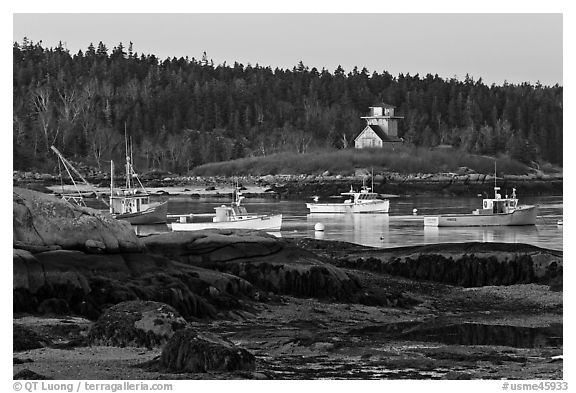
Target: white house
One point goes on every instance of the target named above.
(381, 127)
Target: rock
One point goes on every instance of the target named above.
(24, 339)
(203, 248)
(455, 375)
(90, 283)
(94, 247)
(29, 375)
(21, 361)
(194, 352)
(44, 220)
(54, 306)
(137, 324)
(465, 264)
(556, 284)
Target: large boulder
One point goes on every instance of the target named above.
(41, 220)
(269, 263)
(136, 324)
(192, 351)
(86, 284)
(24, 339)
(206, 247)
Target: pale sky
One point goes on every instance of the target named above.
(496, 47)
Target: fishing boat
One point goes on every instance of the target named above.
(233, 216)
(495, 211)
(132, 203)
(77, 197)
(363, 201)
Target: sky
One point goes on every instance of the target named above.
(495, 47)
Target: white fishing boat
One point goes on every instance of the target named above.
(495, 211)
(233, 216)
(363, 201)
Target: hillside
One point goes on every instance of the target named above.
(182, 113)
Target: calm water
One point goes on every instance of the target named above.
(397, 228)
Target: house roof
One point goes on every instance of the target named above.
(381, 134)
(382, 105)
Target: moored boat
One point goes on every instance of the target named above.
(362, 201)
(495, 211)
(133, 204)
(233, 216)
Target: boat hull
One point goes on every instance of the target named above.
(153, 215)
(366, 207)
(524, 215)
(272, 223)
:::
### TASK TO CARRY OUT
Reproduce every one of the lines above, including the requests, and increase each x and y coordinate in the answer points by 119. Omit the picture from your reproduction.

### TASK ANSWER
Target: white house
One point goes on every instance of the target named above.
(500, 246)
Target: rock
One point goes on every instance of the target named above.
(143, 458)
(322, 367)
(574, 494)
(209, 402)
(213, 366)
(148, 494)
(140, 480)
(313, 471)
(163, 339)
(173, 425)
(256, 443)
(584, 383)
(675, 403)
Target: large boulder
One point goes on every instance of the target named above.
(160, 339)
(388, 382)
(255, 443)
(311, 470)
(205, 403)
(143, 458)
(325, 366)
Target: pale sky
One point goes on every instance of the target named above.
(615, 166)
Target: fishing boat
One point goes on every instance of the target named above.
(352, 335)
(614, 330)
(251, 322)
(196, 316)
(482, 320)
Target: sky
One point goes on every instance of the target named above.
(614, 166)
Target: white fishing boat
One point goes on every instance of the target named above.
(614, 330)
(352, 335)
(482, 320)
Target: hillside
One point goes on every instance of the target named above.
(301, 232)
Target: calm water
One point goes on every instance of the target named above.
(516, 347)
Target: house roof
One point goes on every instance of the target named above.
(500, 253)
(501, 224)
Target: moored boat
One point goes on every instance of the target named above.
(481, 320)
(614, 330)
(252, 323)
(352, 335)
Target: boat hull
One point goes on every instance of the target named above.
(272, 334)
(485, 326)
(643, 334)
(391, 342)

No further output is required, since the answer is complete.